IHRE AUFGABEN:
**1)** Schreiben Sie den Text über die Kreuzzüge von „Die Propagandisten des“ bis einschließlich „oder Kreuzritter Christen?“ wortgetreu ab.
**2)** Wer schreibt laut dem Text über die Kreuzzüge, die Männer seien im Tempel und beim Portal Salomons im Blut bis zu den Knien geritten, und in welchem Werk?
**3)** Nennen Sie alle Städte, Regionen und Kontinente, die im Text über die Kreuzzüge vorkommen.

ANGEZEIGTER TEXT:

========================================================================

Die Propagandisten des „Islamischen Staats“ (IS) sprechen regelmässig von «Kreuzfahrern», wenn sie gegen die westlichen Mächte polemisieren. Was für die Bewohner Europas und der amerikanischen Kontinente die Frage aufwirft, waren die Kreuzzüge ein «christliches » Unternehmen? Und: Waren die Kreuzfahrer oder Kreuzritter Christen?
Aus heutiger Sicht ist man versucht, die erste Frage ist zu verneinen. Denn für heutiges Empfinden kann das ungeheure Blutvergiessen, das die Kreuzfahrer veranstalteten, nicht als christlich bezeichnet werden. Ströme von Blut flossen nach der Eroberung Jerusalems, als die Kreuzfahrer dort alle Juden und Muslime mit Frauen und Kindern niedermachten. Und schon zuvor hatten die Volkskreuzzüge im Rheinland zu einer schweren Judenverfolgung geführt.
Die Kreuzritter plünderten die Städte der Levante, die sie erobert hatten. «Im Tempel und beim Portal Salomons, ritten die Männer im Blut bis zu ihren Knien und zu den Zügeln hinauf. Es war in der Tat ein gerechtes und herrliches Urteil Gottes, dass dieser Ort vom Blut der Ungläubigen volllaufen sollte, hatte er doch so lange unter ihren Gottesbeleidigungen gelitten.» So schreibt nicht etwa der IS, sondern Raymond D'Aguilers in seiner Historia Francorum qui ceperunt iherusalem.
Blutvergiessen der Christen?
Waren die Kreuzfahrer Christen? Bei dieser zweiten Frage wird man unsicher. Man sieht sich gezwungen zu antworten: Sie selbst betrachteten sich zweifellos als Christen. Auch ihre Zeitgenossen taten dies. Doch ob sie aus unserer heutigen Sicht des Christentums als solche gelten können, ist mindestens fraglich.

========================================================================

ERFASSTE DATEN:
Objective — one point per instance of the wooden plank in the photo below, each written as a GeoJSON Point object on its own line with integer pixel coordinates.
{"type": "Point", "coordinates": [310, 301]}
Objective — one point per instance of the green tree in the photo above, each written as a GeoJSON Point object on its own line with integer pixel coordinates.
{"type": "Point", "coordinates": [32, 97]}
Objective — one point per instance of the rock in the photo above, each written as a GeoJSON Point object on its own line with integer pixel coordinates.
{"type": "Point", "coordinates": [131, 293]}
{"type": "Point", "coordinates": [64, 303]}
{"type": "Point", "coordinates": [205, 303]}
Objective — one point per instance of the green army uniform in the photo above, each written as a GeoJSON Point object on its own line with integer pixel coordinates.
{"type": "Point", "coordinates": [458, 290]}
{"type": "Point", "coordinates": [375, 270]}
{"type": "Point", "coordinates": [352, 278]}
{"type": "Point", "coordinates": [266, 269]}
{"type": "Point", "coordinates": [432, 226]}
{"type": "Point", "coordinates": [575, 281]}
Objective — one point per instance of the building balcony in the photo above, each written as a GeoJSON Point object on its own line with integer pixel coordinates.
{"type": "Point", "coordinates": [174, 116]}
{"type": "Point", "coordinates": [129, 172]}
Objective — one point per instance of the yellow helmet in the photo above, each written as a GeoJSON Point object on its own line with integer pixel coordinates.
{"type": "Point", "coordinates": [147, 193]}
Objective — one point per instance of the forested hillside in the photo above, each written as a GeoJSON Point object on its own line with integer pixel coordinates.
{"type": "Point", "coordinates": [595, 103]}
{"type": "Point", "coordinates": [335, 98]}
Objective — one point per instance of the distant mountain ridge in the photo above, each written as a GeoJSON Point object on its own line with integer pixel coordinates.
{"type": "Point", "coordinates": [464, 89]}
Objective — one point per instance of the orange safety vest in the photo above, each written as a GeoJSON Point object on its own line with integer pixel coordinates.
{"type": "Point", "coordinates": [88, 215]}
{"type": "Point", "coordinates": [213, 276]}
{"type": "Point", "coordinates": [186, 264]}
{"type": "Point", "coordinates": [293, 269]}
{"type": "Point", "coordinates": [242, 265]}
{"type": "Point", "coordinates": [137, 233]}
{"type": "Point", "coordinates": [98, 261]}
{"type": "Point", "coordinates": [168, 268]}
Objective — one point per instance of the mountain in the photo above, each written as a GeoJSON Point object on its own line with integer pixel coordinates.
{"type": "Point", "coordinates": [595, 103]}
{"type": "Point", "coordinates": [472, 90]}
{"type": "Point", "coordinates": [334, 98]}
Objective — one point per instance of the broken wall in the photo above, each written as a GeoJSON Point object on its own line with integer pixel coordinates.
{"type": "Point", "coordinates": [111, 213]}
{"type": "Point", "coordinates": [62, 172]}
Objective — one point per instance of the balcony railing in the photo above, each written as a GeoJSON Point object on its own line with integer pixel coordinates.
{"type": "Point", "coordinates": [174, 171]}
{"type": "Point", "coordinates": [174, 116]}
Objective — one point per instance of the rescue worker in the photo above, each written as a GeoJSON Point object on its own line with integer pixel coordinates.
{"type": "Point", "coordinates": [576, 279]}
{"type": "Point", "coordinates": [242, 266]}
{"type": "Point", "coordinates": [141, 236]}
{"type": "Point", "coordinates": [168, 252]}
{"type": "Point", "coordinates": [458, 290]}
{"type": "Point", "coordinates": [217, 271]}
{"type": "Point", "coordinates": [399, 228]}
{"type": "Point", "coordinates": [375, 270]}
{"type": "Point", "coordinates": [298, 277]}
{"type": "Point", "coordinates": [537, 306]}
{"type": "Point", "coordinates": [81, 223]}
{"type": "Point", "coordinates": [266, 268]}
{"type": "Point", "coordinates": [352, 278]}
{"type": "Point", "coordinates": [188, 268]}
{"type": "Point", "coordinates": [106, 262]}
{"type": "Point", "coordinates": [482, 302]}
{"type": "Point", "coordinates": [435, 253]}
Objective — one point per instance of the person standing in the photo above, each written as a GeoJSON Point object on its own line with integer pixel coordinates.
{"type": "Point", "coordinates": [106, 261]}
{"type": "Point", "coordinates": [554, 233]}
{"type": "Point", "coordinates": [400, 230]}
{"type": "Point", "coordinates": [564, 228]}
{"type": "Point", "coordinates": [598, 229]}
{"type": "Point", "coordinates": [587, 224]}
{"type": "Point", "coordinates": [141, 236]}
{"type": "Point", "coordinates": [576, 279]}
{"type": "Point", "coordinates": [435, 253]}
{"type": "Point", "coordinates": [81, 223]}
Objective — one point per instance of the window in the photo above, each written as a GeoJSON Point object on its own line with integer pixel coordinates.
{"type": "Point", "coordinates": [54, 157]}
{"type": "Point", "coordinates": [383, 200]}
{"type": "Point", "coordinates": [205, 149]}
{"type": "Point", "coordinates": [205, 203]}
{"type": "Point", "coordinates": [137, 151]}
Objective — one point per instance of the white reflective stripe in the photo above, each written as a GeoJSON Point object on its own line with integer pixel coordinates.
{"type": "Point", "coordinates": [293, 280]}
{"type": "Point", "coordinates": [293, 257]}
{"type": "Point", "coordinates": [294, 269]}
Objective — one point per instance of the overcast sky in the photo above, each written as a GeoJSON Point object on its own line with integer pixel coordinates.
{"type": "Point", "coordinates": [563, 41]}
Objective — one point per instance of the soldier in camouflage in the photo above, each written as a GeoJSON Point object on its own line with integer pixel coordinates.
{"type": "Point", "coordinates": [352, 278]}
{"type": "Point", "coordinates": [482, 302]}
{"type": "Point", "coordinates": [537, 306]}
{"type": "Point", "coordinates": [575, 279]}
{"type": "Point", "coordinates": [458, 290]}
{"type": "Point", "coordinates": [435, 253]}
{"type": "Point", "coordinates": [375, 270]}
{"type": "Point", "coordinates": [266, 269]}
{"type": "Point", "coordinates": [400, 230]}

========================================================================

GELÖSTE AUFGABEN:
**1)**
Die Propagandisten des „Islamischen Staats“ (IS) sprechen regelmässig von «Kreuzfahrern», wenn sie gegen die westlichen Mächte polemisieren. Was für die Bewohner Europas und der amerikanischen Kontinente die Frage aufwirft, waren die Kreuzzüge ein «christliches » Unternehmen? Und: Waren die Kreuzfahrer oder Kreuzritter Christen?

**2)** Raymond D'Aguilers in seiner Historia Francorum qui ceperunt iherusalem.

**3)** Europa, die amerikanischen Kontinente, Jerusalem, das Rheinland, die Levante